Content starts
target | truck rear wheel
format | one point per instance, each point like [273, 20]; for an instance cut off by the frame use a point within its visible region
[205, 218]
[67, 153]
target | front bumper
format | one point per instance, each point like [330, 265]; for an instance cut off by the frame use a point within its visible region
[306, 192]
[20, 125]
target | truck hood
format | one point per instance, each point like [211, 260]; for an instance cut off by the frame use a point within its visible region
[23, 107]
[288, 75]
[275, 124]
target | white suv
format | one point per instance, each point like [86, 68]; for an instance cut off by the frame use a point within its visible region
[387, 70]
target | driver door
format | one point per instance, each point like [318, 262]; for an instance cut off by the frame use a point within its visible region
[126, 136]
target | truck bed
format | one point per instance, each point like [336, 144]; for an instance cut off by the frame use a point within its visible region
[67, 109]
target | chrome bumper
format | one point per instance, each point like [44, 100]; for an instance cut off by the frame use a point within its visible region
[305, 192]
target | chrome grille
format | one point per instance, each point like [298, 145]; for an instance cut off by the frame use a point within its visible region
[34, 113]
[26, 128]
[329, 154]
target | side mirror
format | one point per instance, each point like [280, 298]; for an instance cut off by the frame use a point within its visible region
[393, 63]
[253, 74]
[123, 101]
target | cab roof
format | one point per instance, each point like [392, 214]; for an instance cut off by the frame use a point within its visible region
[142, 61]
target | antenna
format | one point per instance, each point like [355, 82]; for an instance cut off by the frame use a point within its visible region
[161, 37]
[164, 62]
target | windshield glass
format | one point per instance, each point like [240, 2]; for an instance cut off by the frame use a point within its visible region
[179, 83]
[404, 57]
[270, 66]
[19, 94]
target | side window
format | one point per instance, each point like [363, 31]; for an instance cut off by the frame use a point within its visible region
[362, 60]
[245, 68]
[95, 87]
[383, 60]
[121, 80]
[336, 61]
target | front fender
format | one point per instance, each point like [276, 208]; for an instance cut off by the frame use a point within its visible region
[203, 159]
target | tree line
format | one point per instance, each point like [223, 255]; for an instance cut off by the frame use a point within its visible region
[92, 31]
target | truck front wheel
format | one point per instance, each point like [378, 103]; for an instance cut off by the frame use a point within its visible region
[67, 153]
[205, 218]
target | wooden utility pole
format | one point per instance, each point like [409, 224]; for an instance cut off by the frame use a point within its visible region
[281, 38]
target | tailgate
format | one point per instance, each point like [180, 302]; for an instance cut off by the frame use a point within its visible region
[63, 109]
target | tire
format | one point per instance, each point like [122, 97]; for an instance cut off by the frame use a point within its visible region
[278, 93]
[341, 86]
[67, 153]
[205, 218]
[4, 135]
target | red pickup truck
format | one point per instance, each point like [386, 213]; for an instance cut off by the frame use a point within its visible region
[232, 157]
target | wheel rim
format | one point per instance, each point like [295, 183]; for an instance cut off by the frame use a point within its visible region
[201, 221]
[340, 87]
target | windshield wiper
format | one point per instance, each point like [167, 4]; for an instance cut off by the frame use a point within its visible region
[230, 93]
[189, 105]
Content ends
WORK INSTRUCTIONS:
Reply with the complete records, restated exactly.

SOLUTION TO THE EXERCISE:
target | truck rear wheel
format | one point per instance, each point like [273, 20]; for an instance cut off by the frame use a point within its visible region
[205, 218]
[67, 153]
target | front bumper
format | one point per instance, each point like [330, 265]; for an instance cut off by the frame use a point within its visible region
[306, 192]
[20, 125]
target | truck hood
format | one point per instance, each point like [211, 260]; for an instance cut off by the frame use a point within its visible region
[23, 107]
[288, 75]
[275, 124]
target | white suv
format | one point per instance, each point like [86, 68]; for an instance cut off by the frame use a point within its visible region
[387, 70]
target | driver door
format | one point per instance, each point like [318, 262]; for an instance cut off by the frame use a point within its visible region
[126, 136]
target | truck bed
format | one point per instance, each point like [336, 144]; for an instance cut off by the frame use a point within its visible region
[67, 109]
target | chrome bumper
format | one point per instance, each point like [44, 100]; for an instance cut off by the frame use a point within its visible region
[305, 192]
target | chrome grille
format | one point per instance, each point like [298, 145]; for an instance cut off by the frame use a point within its visible region
[34, 113]
[26, 128]
[329, 154]
target | side mirror
format | one point per instance, each point like [280, 298]; for an instance cut off by the frame use a point within its visible region
[393, 63]
[253, 74]
[123, 101]
target | cab roof
format | one point per instance, each point like [392, 214]; for an instance cut off by the frame use a point within its visible region
[142, 61]
target | antenna
format | one point per instance, each point like [355, 82]; for an instance cut off by the frame use a point within its visible region
[161, 37]
[164, 62]
target | windshield glass
format | one point per instance, each point like [240, 2]; for an instance cut off by the frame use a point within its visible region
[179, 83]
[404, 57]
[270, 66]
[19, 94]
target | side window
format | one point per instance, each point like [363, 31]; for an instance cut off by the frame use a point within its visible region
[362, 60]
[245, 68]
[95, 87]
[383, 60]
[121, 80]
[336, 61]
target | front fender
format | one point per instance, each point like [276, 208]; for an instance cut off by the frame use a point within its visible region
[203, 159]
target | tree line
format | one point per instance, each point like [223, 255]; for an instance cut off by the frame use a point within its visible region
[92, 31]
target | truck front wheel
format | one point per instance, each point like [378, 103]; for an instance cut off by the frame use a point within its visible region
[67, 153]
[205, 218]
target | wooden utility pole
format | one point per instance, each point like [409, 224]; for an instance cut off by the frame use a point within its visible region
[281, 38]
target | tailgate
format | one point per instance, each point like [180, 302]; for an instance cut off by the frame use a point within its visible region
[63, 109]
target | tire
format | one point per instance, each point like [122, 97]; for an instance cut off by the frame use a point within its visible region
[278, 93]
[341, 86]
[67, 153]
[205, 218]
[4, 135]
target | red pickup truck
format | one point per instance, each point like [386, 213]; for an instance cut off by the frame use a point within its visible region
[232, 157]
target | wheel rim
format | one point per instance, each point like [295, 183]; for an instance cut off by the frame use a point within its visible region
[201, 221]
[340, 87]
target | windshield wiper
format | one point per instance, each point like [167, 4]; for an instance cut off by the frame use a point within its visible region
[230, 93]
[189, 105]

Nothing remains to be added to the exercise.